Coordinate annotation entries

■ ■ ■ ■

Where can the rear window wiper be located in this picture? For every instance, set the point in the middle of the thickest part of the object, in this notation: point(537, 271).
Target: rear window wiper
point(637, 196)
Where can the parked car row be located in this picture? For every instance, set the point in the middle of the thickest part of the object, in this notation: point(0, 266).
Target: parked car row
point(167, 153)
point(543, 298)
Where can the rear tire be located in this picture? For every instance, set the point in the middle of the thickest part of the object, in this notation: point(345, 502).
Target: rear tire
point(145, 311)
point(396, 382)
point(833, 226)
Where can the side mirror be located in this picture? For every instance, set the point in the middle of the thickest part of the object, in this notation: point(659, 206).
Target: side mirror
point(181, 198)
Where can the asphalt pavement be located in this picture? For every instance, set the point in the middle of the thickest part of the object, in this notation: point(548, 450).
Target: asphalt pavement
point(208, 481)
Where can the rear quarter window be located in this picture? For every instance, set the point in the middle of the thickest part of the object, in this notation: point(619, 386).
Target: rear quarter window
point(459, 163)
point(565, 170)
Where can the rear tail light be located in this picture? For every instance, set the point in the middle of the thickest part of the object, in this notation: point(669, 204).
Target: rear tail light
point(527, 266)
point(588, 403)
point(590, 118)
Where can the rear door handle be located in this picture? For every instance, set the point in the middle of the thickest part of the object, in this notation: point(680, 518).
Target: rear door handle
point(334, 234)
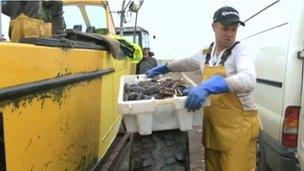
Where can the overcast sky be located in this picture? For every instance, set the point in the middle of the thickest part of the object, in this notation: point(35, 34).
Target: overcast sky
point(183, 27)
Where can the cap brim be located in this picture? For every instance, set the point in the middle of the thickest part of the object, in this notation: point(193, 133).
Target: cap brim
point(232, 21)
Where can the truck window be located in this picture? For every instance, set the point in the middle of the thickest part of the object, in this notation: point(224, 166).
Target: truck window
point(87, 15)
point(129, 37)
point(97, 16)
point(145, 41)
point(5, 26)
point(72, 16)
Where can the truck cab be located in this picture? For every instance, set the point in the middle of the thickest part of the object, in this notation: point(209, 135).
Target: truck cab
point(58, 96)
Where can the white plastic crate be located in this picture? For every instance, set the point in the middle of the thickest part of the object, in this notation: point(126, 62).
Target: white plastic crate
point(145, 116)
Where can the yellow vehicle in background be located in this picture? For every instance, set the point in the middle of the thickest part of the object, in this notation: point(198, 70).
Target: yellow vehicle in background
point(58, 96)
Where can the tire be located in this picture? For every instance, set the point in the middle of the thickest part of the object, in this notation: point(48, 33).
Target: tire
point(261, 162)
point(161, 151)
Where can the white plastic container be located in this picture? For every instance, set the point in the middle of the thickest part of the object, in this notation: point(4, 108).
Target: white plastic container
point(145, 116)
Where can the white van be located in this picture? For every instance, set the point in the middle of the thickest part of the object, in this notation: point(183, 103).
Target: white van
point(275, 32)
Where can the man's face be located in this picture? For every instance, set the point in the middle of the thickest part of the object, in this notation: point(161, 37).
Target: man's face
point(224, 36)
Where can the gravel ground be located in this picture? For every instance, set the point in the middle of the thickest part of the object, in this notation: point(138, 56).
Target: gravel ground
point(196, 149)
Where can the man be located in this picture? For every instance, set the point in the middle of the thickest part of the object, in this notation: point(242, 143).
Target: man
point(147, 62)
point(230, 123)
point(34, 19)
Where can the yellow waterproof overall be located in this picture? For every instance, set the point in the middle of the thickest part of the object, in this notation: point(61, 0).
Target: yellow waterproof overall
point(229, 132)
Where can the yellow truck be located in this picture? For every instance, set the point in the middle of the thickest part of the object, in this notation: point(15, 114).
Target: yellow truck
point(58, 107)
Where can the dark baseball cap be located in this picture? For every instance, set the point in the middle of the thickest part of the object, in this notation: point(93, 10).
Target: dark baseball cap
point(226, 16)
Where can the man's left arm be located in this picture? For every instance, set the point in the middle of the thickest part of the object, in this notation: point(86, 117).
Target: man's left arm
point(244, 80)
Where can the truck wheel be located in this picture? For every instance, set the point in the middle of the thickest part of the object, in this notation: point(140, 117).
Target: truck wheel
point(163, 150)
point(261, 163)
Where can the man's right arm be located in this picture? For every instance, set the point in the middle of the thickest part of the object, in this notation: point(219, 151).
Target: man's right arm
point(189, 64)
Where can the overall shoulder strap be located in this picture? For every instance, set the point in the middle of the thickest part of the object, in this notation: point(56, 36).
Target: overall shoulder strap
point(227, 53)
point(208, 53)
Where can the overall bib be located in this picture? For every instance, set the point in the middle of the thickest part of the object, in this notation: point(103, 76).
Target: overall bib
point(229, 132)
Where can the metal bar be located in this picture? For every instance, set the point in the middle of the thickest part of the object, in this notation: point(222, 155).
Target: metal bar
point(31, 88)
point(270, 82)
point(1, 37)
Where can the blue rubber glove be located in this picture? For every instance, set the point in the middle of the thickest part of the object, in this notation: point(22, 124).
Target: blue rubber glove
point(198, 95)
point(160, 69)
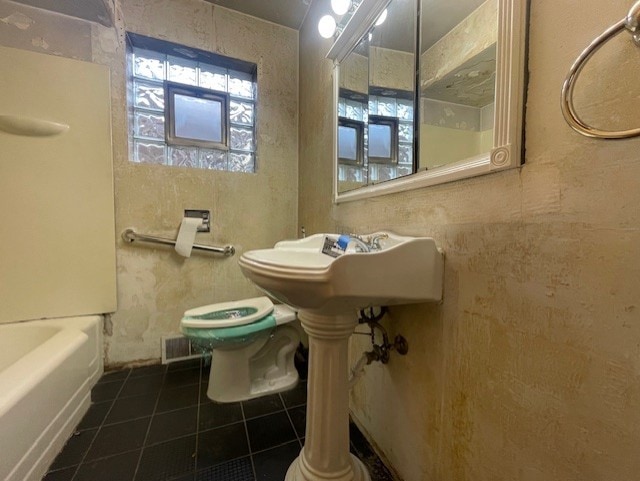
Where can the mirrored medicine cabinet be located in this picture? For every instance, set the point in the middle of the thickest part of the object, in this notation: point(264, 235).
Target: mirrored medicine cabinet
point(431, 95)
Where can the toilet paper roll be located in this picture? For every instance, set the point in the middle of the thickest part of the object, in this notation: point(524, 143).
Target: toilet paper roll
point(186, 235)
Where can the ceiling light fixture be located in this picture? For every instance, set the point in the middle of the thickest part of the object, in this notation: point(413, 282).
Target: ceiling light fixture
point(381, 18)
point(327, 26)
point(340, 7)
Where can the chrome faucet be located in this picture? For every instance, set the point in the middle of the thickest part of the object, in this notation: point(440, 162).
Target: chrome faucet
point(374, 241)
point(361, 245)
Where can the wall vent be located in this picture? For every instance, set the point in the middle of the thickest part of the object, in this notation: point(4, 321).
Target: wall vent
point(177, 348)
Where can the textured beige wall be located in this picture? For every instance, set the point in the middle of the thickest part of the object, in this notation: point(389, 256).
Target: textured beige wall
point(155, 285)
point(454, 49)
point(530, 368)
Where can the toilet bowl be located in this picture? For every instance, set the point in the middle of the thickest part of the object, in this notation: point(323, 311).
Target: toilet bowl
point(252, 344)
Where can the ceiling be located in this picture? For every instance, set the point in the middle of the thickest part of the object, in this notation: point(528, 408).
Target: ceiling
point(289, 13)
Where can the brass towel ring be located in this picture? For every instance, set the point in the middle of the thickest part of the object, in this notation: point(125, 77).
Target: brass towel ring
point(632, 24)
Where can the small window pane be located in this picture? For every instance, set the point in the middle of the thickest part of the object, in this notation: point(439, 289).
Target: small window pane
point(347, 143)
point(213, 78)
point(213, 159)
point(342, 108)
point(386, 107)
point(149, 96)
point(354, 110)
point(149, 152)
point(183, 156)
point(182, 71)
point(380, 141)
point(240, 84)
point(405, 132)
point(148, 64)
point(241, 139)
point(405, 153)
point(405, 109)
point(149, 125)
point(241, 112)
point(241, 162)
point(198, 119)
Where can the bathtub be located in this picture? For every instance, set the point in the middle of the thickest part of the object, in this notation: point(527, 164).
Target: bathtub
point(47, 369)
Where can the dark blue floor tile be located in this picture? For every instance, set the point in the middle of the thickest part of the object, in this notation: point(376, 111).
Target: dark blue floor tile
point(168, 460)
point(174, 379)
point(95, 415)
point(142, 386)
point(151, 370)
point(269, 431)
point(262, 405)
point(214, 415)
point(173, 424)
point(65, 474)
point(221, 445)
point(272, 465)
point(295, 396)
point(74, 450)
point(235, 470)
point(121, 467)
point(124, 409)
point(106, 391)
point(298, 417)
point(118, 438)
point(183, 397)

■ ■ ■ ■

• What you have to do
Rewrite all of the rows with "in this notation" changed to "in this format" everywhere and nothing else altered. Leave the pictures out.

• Answer below
Where can the rear window wiper be located in this picture? For every instance, set the point in the middle of the thickest part of the object, in this format: point(537, 271).
Target: rear window wiper
point(637, 196)
Where can the parked car row be located in this picture? For every instance, set the point in the middle of the thickest part of the object, in this format: point(0, 266).
Target: parked car row
point(167, 153)
point(543, 298)
Where can the rear tire be located in this picture? For every instance, set the point in the middle of the thickest part of the object, in this format: point(345, 502).
Target: rear tire
point(145, 311)
point(396, 382)
point(833, 226)
Where can the side mirror be located in this picture? For every instance, set the point in the middle of the thickest part of the object, in this format: point(659, 206).
Target: side mirror
point(181, 198)
Where can the asphalt pavement be located in this picture? For every instance, set the point in the middle of the thickest part of the object, in this format: point(548, 450).
Target: asphalt pavement
point(208, 481)
Where can the rear quarter window be located in this picture? For every instance, set the point in the middle of the thickest part of the object, in this format: point(619, 386).
Target: rear quarter window
point(459, 163)
point(565, 170)
Where can the rear tail light be located in this picture? For every instance, set the point in the middle of the thickest part of the object, in this format: point(669, 204).
Target: rear tail light
point(527, 266)
point(588, 403)
point(590, 118)
Where can the rear door handle be located in this picture? For every instance, set the point in the middle of the thickest part of the object, in this format: point(680, 518).
Target: rear door handle
point(334, 234)
Where can the overcast sky be located in this picture? For every instance, set the point in the middle of the thickest part of the object, in this format: point(35, 34).
Target: overcast sky
point(183, 27)
Where can the cap brim be located in this picture? For every instance, set the point in the middle of the thickest part of the object, in this format: point(193, 133).
Target: cap brim
point(232, 21)
Where can the truck window be located in this picture? For every instance, set the point in the middle of the thickest part of the object, in this format: point(224, 166).
Target: truck window
point(87, 15)
point(129, 37)
point(97, 16)
point(145, 41)
point(5, 26)
point(72, 16)
Where can the truck cab be located in this picture? For every instance, set the point in the middle of the thickest part of the object, in this format: point(209, 135).
Target: truck cab
point(58, 96)
Where can the white plastic crate be located in this picture? For every instance, set the point in the middle of the thickest part of the object, in this format: point(126, 62).
Target: white plastic crate
point(145, 116)
Where can the yellow vehicle in background be located in this picture? For every instance, set the point in the middle of the thickest part of the object, in this format: point(198, 70).
Target: yellow vehicle in background
point(58, 96)
Where can the tire be located in this picture? For every instance, set the point in the middle of the thickest part of the object, in this format: point(48, 33).
Target: tire
point(261, 162)
point(161, 151)
Where can the white plastic container be located in this picture? For every instance, set the point in the middle of the thickest part of the object, in this format: point(4, 108).
Target: white plastic container
point(145, 116)
Where can the white van be located in this picture? For every instance, set the point in the middle of the thickest part of the object, in this format: point(183, 103).
Target: white van
point(275, 32)
Where can the man's face be located in this picture? For every instance, set the point in the middle of the thickest part of the object, in this format: point(161, 37).
Target: man's face
point(224, 36)
Where can the gravel ground be located in this picture? For every instance, set the point in the middle of the thickest part of the object, in this format: point(138, 56).
Target: gravel ground
point(196, 149)
Where can the man be located in this picture? For every instance, set the point in the middle of the thickest part of the object, in this format: point(242, 143).
Target: man
point(147, 62)
point(230, 123)
point(34, 19)
Where can the yellow waterproof overall be located in this picture? For every instance, set the point in the middle of the thickest part of the object, in this format: point(61, 0).
Target: yellow waterproof overall
point(229, 132)
Where can the yellow truck be located in this picture? For every instance, set the point in the middle of the thickest part of the object, in this format: point(15, 114).
Target: yellow truck
point(58, 107)
Where can the dark baseball cap be located in this picture? For every instance, set the point in the middle of the thickest part of the object, in this format: point(93, 10).
Target: dark baseball cap
point(226, 16)
Where can the man's left arm be located in this picture? For every instance, set the point in the middle of the thickest part of the object, in this format: point(86, 117).
Target: man's left arm
point(244, 80)
Where can the truck wheel be located in this picture? For every instance, set the point in the middle of the thickest part of the object, in this format: point(140, 117).
Target: truck wheel
point(163, 150)
point(261, 163)
Where can the man's right arm be located in this picture? For every instance, set the point in the middle of the thickest part of the object, in this format: point(219, 151).
Target: man's right arm
point(189, 64)
Where can the overall shoulder strap be located in this picture? For every instance, set the point in the middle of the thickest part of the object, in this format: point(56, 36).
Target: overall shoulder strap
point(227, 53)
point(208, 53)
Where can the overall bib be located in this picture? For every instance, set the point in the middle of the thickest part of the object, in this format: point(103, 76).
Target: overall bib
point(229, 132)
Where can the metal bar be located in this picture? For every instance, set the point in the middle of the thickest part of the object, in this format: point(222, 155).
Target: metal bar
point(31, 88)
point(270, 82)
point(1, 37)
Where can the blue rubber glove be located in this picture? For every instance, set the point in the middle of the thickest part of the object, in this format: point(22, 124).
Target: blue rubber glove
point(198, 95)
point(160, 69)
Where can the mirrored medicine cabinet be located in this picture? For every instance, set the point in the middle of the thickest part of the object, in this format: point(264, 235).
Target: mirrored medicine cabinet
point(431, 95)
Where can the toilet paper roll be located in this picture? For every instance, set the point in the middle of the thickest part of the object, in this format: point(524, 143).
Target: toilet paper roll
point(186, 235)
Where can the ceiling light fixture be located in this picture? For every instance, set the point in the middle of the thickest part of the object, in this format: point(413, 282).
Target: ceiling light fixture
point(381, 18)
point(327, 26)
point(340, 7)
Where can the chrome faucet be located in this picture? For every instance, set the point in the middle of the thickest part of the object, in this format: point(440, 162).
Target: chrome faucet
point(374, 241)
point(361, 245)
Where can the wall vent be located in this picture? For every instance, set the point in the middle of the thickest part of the object, in this format: point(4, 321).
Target: wall vent
point(177, 348)
Where can the textured beige wall be located in this picture? For every instance, set the point in the middle of the thickest part of the object, in this format: point(389, 256).
Target: textured beige wall
point(155, 285)
point(454, 49)
point(530, 368)
Where can the toilet bowl be located in this picture? For every instance, set the point in the middle of the thickest part of the object, in this format: point(323, 311).
Target: toilet bowl
point(252, 344)
Where can the ceiling be located in this picture? For every instance, set the point in the middle of the thickest part of the object, in this format: point(528, 408).
Target: ceiling
point(289, 13)
Where can the brass towel ring be located in this picture? For every instance, set the point in the middle of the thickest part of the object, in this format: point(125, 77).
Target: brass towel ring
point(632, 24)
Where can the small window pane be located in this picture? For every instance, set the point in the middle of the thickest part of the object, in this format: point(439, 289).
Target: small window pane
point(347, 143)
point(213, 78)
point(213, 159)
point(342, 108)
point(386, 107)
point(149, 96)
point(354, 110)
point(149, 152)
point(183, 156)
point(182, 71)
point(380, 141)
point(240, 84)
point(405, 132)
point(148, 64)
point(241, 139)
point(405, 153)
point(405, 109)
point(149, 125)
point(241, 112)
point(241, 162)
point(198, 119)
Where can the bathtub be located in this picture? For every instance, set the point in the middle of the thickest part of the object, in this format: point(527, 164).
Target: bathtub
point(47, 369)
Where can the dark blue floor tile be located in this picture? For every instance, set the point in the middle of the thickest part of the object, in this format: point(376, 111).
Target: dark blue floor tile
point(168, 460)
point(174, 379)
point(95, 415)
point(142, 386)
point(151, 370)
point(269, 431)
point(262, 405)
point(214, 415)
point(173, 424)
point(65, 474)
point(221, 445)
point(272, 465)
point(295, 396)
point(74, 450)
point(235, 470)
point(121, 467)
point(124, 409)
point(106, 391)
point(298, 417)
point(118, 438)
point(183, 397)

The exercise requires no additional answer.